■ What you are asked to do
What comes next in the article on Jim Winne stepping down as Houston Livestock Show and Rodeo chairman? Continue it from its last sentence.

■ Excerpt to read
In the latest string of top leadership to step down from the Houston Livestock Show and Rodeo, since COVID-19 caused the rodeo to shut down pre-maturely, the chairman of the board – Jim Winne has just stepped down:
In his letter sent out to volunteers, he writes:
“Today is a bittersweet day for me as I end my term as the Houston Livestock Show and Rodeo Chairman of the Board. As I reflect on the amazing opportunities I have had during my 40 years with the Show, I wanted to reach out to you as a part of my Rodeo family and share my thoughts and gratitude.
First and foremost, I will remain close by and will continue to be an active part of the Rodeo volunteer community, but my role will certainly change. What won’t change is how I feel about this organization, my fellow volunteers and the impact both have had on my life.

[Dataset records]
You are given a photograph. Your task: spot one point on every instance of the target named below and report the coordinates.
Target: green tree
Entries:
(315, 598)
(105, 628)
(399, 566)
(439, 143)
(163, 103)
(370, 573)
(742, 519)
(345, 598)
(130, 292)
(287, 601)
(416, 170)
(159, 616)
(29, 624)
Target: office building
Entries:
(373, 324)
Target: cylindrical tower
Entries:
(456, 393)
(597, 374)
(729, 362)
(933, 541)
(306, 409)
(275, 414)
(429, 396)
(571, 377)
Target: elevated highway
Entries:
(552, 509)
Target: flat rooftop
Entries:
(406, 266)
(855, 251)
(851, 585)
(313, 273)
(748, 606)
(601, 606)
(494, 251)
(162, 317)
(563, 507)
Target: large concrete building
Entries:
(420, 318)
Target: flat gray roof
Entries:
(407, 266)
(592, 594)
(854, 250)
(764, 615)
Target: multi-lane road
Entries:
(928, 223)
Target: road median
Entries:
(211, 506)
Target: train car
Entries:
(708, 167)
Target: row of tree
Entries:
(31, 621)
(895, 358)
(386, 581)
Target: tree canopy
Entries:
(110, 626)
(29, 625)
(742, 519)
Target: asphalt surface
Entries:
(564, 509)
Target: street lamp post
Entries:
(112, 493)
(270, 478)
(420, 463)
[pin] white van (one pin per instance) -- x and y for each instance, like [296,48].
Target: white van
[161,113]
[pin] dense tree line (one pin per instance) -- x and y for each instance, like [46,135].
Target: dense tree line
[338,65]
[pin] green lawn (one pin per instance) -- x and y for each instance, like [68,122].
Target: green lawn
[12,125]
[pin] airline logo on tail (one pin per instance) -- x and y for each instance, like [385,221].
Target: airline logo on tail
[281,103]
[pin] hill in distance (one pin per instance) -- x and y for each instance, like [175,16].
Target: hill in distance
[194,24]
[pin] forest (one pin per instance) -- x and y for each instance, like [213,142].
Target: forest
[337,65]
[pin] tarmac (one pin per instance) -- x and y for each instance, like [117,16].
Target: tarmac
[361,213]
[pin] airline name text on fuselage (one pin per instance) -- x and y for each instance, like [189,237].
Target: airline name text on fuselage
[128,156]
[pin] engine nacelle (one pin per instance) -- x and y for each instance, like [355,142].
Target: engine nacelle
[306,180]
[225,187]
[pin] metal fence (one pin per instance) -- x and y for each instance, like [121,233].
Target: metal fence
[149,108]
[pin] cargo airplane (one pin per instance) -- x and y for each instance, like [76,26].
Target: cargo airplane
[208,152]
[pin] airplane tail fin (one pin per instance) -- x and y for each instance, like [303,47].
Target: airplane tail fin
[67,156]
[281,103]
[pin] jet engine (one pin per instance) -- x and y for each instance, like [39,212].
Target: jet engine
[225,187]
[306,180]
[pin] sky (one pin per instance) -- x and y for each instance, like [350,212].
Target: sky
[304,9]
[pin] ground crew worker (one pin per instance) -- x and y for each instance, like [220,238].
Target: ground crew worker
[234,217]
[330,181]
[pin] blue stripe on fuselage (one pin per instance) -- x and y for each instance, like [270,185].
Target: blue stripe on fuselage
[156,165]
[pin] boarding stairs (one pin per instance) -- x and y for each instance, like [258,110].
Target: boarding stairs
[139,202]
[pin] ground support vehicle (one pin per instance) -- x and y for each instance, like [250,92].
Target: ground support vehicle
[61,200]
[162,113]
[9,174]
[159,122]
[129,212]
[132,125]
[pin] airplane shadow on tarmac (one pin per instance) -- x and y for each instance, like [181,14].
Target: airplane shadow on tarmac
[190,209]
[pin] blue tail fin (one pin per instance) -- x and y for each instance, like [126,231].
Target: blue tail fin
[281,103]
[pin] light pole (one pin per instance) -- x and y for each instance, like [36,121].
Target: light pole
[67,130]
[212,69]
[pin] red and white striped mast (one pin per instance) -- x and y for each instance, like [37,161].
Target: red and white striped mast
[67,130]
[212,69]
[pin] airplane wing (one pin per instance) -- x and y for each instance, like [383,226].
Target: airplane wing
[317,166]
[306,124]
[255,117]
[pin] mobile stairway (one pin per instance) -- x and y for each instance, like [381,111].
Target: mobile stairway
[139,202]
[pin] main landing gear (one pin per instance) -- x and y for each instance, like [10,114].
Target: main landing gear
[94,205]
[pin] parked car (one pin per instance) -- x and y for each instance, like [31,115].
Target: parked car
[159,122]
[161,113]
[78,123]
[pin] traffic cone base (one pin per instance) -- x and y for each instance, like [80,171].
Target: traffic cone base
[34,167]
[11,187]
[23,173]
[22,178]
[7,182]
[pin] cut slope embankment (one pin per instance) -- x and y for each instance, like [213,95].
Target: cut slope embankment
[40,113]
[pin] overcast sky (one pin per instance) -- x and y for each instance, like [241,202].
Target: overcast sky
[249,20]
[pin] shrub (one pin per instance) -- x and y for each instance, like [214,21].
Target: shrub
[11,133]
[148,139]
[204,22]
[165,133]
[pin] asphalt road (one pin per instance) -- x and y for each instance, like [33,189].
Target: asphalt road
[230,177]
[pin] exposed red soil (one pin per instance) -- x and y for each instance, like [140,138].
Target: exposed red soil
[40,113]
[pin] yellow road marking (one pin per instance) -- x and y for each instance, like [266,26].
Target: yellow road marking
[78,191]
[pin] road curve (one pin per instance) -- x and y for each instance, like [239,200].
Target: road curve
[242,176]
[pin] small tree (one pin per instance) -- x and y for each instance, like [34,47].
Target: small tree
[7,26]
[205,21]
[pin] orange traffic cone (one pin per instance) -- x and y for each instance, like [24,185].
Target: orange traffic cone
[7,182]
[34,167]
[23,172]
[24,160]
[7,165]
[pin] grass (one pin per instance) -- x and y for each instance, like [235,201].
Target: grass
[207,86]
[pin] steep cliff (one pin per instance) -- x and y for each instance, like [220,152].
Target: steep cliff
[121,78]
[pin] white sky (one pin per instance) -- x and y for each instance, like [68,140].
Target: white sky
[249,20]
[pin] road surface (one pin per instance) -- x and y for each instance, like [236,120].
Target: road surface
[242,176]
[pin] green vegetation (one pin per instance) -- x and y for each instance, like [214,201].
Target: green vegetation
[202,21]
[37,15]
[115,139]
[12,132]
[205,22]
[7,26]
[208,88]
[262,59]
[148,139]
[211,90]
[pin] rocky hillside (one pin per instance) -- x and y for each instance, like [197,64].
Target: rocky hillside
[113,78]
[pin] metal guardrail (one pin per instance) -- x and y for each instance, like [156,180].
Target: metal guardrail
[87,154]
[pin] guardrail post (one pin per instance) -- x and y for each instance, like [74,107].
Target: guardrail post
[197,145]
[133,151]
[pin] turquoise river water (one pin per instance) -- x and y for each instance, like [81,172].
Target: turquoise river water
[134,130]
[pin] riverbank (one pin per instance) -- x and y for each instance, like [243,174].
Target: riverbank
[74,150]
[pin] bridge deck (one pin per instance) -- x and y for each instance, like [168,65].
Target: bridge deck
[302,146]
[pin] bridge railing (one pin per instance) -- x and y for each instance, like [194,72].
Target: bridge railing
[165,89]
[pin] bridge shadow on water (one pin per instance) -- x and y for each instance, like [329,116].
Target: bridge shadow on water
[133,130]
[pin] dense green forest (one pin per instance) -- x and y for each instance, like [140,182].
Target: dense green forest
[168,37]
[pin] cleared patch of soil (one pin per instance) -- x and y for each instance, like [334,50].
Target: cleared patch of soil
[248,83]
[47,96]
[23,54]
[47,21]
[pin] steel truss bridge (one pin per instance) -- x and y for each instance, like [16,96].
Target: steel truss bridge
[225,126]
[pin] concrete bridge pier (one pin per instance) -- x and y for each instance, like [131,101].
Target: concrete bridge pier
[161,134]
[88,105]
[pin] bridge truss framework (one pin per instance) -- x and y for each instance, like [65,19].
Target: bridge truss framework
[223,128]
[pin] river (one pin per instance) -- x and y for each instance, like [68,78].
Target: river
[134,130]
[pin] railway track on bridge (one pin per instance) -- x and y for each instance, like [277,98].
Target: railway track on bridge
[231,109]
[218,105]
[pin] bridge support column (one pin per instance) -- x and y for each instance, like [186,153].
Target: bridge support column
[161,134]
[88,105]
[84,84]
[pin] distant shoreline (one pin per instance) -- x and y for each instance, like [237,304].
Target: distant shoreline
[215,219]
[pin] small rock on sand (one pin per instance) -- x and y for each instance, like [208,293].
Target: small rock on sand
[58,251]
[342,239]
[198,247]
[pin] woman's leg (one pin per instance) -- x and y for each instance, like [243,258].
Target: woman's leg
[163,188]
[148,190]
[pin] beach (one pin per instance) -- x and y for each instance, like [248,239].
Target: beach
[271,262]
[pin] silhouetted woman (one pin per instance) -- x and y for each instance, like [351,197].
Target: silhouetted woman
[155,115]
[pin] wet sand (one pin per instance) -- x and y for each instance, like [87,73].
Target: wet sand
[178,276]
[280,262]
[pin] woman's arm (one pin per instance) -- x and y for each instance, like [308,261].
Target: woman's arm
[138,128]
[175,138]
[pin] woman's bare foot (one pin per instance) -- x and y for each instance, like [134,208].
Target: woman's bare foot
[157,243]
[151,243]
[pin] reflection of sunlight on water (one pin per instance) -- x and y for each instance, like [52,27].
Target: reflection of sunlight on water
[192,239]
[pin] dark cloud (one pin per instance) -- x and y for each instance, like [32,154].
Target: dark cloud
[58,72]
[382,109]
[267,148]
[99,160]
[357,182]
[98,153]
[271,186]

■ Answer for this exercise
I joined the Rodeo because it reminded me of my childhood. I grew up around rodeos and don’t remember a time when I wasn’t involved in some aspect of some rodeo. Being a native Texan and Houstonian, it was only natural for me to gravitate to the biggest and best rodeo of them all. Little did I know how much my life would be changed for the better by becoming an HLSR volunteer. I have created life-long friends and have met and worked with people I now consider part of my family. The people that I started with on the Calf Scramble Donors Committee are still some of my best friends. And, many of you know, I met my wife, Lynda, on that committee which literally changed my life for the better.
As I reflect on my experiences, the blessings are many, but they all have one thing in common – and that is the relationships that are created by being part of this Rodeo family. This family has celebrated with me through the best of times and been there for me at the most difficult times in my life. For all these reasons, I am very grateful.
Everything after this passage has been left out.